*What is being asked*: Edit the opening lines of the entries, from the very first line through the line that contains "instruction: provide the", so that "instance" becomes "occurrence". Give only those lines back, with nothing else changed.
[Start]
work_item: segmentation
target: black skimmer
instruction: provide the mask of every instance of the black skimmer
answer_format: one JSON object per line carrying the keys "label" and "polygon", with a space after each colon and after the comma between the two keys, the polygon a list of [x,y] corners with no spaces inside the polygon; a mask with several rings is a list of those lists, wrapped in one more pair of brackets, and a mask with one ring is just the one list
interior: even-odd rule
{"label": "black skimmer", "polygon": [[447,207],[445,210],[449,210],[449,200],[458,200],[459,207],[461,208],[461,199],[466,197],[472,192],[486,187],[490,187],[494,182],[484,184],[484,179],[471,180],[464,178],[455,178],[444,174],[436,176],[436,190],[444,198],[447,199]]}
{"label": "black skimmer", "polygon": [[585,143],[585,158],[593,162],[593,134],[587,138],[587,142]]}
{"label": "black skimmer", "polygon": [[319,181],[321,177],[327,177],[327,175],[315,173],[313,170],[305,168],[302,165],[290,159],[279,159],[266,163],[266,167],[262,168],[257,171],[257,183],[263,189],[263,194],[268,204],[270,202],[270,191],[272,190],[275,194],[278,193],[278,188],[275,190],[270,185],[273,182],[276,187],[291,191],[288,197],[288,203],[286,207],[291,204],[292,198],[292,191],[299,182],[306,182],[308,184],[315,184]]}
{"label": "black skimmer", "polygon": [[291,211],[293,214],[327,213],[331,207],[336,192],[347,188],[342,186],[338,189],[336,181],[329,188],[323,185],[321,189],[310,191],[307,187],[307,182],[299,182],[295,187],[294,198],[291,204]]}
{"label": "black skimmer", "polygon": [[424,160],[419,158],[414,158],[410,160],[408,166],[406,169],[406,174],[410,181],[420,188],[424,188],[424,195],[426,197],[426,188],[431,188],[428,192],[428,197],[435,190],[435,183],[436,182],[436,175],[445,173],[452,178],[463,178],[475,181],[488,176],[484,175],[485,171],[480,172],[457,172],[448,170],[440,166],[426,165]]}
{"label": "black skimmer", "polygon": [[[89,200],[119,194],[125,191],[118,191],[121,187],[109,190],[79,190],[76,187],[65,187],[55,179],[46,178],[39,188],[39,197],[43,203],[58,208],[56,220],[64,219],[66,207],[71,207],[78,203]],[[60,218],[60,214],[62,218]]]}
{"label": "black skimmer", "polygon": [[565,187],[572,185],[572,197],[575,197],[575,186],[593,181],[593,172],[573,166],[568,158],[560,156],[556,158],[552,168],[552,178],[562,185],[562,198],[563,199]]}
[End]
*Solution to the exercise*:
work_item: segmentation
target: black skimmer
instruction: provide the mask of every occurrence of the black skimmer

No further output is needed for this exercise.